Stated problem A
Pull out the full text about the Sron Ulladale BASE jump, word for word.

Supplied text
————————

3rd March 2011 – Simon Brentford

In September last year I saw the TV programme ‘The Great Climb’, which showed Tim Emmett doing an amazing route up the most overhung cliff in the British Isles, Sron Ulladale in the Isle of Harris. This was my inspiration for the jump and I phoned him. Prior to this trip, the furthest north I had been was near Stirling, to a formation skydiving competition in 2000.   

I’m Simon Brentford, a skydiver and BASE jumper. Whereas skydiving is jumping from aircraft, BASE jumping is leaping from fixed objects. It’s actually an acronym of Building, Antenna, Span (bridges) and Earth (cliffs).

Tim also likes to BASE jump from cliffs but sadly he wasn’t able to join me on this adventure, when the rare high pressure weather conditions appeared on the long range forecasts. Good preparation was needed, so that I could get to Harris and jump within 3 days: one to spot the forecast and confirm who was going; one to drive 500 miles; one to jump – maybe.

There’s another thing; finding someone to go with you who can rock climb a bit and who is free at a moment’s notice. That task went to a good friend and cameraman, Adam Bibby.

We arrived late afternoon on Wednesday the 2nd March and made camp by the access road to Sron Ulladale. Sure enough, Thursday morning, bright and early, we got up to some spectacular views of West Harris and, even more important, Loch Chliostair was still as a mill pond. There wasn’t a puff of wind. It didn’t take long on the walk-in to see our objective and the first view of the Sron was as amazing as we had hoped. According to locals, its 180ft overhung.

————————

(Segmentation labeling records)
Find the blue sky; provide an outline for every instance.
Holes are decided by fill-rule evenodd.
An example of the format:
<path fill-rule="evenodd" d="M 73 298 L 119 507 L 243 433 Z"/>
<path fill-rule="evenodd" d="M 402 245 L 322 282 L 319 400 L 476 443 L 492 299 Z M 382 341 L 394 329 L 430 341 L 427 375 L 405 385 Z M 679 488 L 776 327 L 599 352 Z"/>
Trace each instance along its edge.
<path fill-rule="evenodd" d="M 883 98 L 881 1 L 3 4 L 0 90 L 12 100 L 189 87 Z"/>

————————

Stated problem B
In the records, from the first line through the line holding "Trace each instance along its edge.", inclusive, swap "format" for "layout" and leave everything else in those lines unchanged.

Correct output A
3rd March 2011 – Simon Brentford

In September last year I saw the TV programme ‘The Great Climb’, which showed Tim Emmett doing an amazing route up the most overhung cliff in the British Isles, Sron Ulladale in the Isle of Harris. This was my inspiration for the jump and I phoned him. Prior to this trip, the furthest north I had been was near Stirling, to a formation skydiving competition in 2000.   

I’m Simon Brentford, a skydiver and BASE jumper. Whereas skydiving is jumping from aircraft, BASE jumping is leaping from fixed objects. It’s actually an acronym of Building, Antenna, Span (bridges) and Earth (cliffs).

Tim also likes to BASE jump from cliffs but sadly he wasn’t able to join me on this adventure, when the rare high pressure weather conditions appeared on the long range forecasts. Good preparation was needed, so that I could get to Harris and jump within 3 days: one to spot the forecast and confirm who was going; one to drive 500 miles; one to jump – maybe.

There’s another thing; finding someone to go with you who can rock climb a bit and who is free at a moment’s notice. That task went to a good friend and cameraman, Adam Bibby.

We arrived late afternoon on Wednesday the 2nd March and made camp by the access road to Sron Ulladale. Sure enough, Thursday morning, bright and early, we got up to some spectacular views of West Harris and, even more important, Loch Chliostair was still as a mill pond. There wasn’t a puff of wind. It didn’t take long on the walk-in to see our objective and the first view of the Sron was as amazing as we had hoped. According to locals, its 180ft overhung.

Correct output B
Find the blue sky; provide an outline for every instance.
Holes are decided by fill-rule evenodd.
An example of the layout:
<path fill-rule="evenodd" d="M 73 298 L 119 507 L 243 433 Z"/>
<path fill-rule="evenodd" d="M 402 245 L 322 282 L 319 400 L 476 443 L 492 299 Z M 382 341 L 394 329 L 430 341 L 427 375 L 405 385 Z M 679 488 L 776 327 L 599 352 Z"/>
Trace each instance along its edge.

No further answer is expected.